**Input rows**
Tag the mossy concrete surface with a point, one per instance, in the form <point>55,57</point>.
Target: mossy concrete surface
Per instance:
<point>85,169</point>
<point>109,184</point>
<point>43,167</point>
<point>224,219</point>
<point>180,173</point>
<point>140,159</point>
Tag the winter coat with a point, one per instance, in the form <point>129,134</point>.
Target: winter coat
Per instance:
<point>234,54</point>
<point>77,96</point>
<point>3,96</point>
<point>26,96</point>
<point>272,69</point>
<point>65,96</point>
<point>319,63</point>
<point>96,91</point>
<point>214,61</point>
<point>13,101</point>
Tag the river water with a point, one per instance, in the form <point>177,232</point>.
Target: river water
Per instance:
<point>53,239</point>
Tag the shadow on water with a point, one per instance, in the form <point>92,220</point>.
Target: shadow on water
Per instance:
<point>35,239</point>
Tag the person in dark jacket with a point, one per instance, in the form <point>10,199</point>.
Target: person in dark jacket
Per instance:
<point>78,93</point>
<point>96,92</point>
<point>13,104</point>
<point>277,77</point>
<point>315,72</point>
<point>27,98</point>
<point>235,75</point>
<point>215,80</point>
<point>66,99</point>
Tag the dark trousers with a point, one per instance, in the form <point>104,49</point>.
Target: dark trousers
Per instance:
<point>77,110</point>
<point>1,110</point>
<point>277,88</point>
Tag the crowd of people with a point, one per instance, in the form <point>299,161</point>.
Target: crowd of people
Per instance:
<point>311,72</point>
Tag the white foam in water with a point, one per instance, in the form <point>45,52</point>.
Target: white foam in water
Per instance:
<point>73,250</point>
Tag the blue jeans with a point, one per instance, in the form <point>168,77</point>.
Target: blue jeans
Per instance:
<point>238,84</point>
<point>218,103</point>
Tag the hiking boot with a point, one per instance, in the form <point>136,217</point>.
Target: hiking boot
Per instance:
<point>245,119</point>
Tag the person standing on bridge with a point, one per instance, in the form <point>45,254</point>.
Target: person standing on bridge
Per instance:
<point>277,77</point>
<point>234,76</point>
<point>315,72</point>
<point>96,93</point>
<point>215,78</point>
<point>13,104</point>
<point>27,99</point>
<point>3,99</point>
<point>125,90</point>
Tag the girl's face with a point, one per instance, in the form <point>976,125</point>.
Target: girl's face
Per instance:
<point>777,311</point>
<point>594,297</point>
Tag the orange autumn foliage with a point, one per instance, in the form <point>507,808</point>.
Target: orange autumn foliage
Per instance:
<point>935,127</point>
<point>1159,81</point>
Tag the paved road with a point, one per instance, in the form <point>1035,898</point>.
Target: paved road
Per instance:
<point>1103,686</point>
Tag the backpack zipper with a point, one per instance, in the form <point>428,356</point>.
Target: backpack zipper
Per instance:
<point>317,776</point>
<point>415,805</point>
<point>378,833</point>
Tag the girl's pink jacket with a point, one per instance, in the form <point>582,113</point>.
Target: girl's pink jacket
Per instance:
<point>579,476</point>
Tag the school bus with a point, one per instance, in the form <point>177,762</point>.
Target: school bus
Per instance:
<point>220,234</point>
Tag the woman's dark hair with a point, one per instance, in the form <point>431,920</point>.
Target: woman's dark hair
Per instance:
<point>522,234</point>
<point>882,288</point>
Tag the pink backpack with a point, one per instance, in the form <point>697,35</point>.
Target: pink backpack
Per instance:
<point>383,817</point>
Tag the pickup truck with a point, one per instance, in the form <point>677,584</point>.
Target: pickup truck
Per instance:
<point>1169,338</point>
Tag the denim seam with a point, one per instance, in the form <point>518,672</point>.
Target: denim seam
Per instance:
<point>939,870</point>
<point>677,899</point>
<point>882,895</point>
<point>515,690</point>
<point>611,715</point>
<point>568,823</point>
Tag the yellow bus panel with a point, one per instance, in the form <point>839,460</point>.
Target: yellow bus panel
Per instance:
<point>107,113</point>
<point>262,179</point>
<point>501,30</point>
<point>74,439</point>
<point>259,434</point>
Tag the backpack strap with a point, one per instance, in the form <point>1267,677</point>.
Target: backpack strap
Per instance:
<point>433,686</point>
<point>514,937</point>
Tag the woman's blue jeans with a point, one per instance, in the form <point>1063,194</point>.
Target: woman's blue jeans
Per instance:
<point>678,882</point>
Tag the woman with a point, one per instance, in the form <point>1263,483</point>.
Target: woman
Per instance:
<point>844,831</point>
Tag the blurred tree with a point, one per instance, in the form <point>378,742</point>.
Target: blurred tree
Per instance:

**Short exercise**
Copy word for word the part of the listing that opens with the line containing "Tag the backpack zipper" and closes with the line containing "<point>678,882</point>", both of those lines included.

**Problem solution**
Tag the backpack zipper with a point, one per instance, in the form <point>428,356</point>.
Target: backpack zipper
Per instance:
<point>317,776</point>
<point>415,805</point>
<point>378,833</point>
Tag the girl's pink jacket with a point, one per instance, in the form <point>582,113</point>.
Target: girl's pink jacket
Per instance:
<point>579,476</point>
Tag the school bus with a point, one per instance, in the form <point>177,762</point>.
Target: school bus
Per instance:
<point>220,234</point>
Tag the woman's dark hair with a point, one per instance, in the form <point>431,920</point>.
Target: woman's dark hair
Per instance:
<point>522,234</point>
<point>882,288</point>
Tag the pink backpack with a point, one per instance, in the form <point>697,35</point>.
Target: pink backpack
Per instance:
<point>383,817</point>
Tag the pickup truck with a point, one per instance, in the form <point>677,584</point>.
Target: pickup truck
Per instance:
<point>1169,338</point>
Tag the denim seam with a point, one per instance, in the form <point>518,672</point>.
Target: denim seam
Per instance:
<point>939,870</point>
<point>677,899</point>
<point>882,895</point>
<point>515,690</point>
<point>611,715</point>
<point>568,823</point>
Tag the yellow bus panel with a point, one per instance, in the form <point>839,460</point>.
Target: yellow bus panel
Per instance:
<point>107,113</point>
<point>262,179</point>
<point>501,30</point>
<point>74,439</point>
<point>259,434</point>
Tag the backpack strap with a point, one per instance, in the form <point>1267,677</point>.
Target: backpack strap
Per instance:
<point>433,686</point>
<point>514,937</point>
Tag the woman's blue jeans with a point, one per instance, in the form <point>1063,194</point>.
Target: woman's blue jeans
Per instance:
<point>678,882</point>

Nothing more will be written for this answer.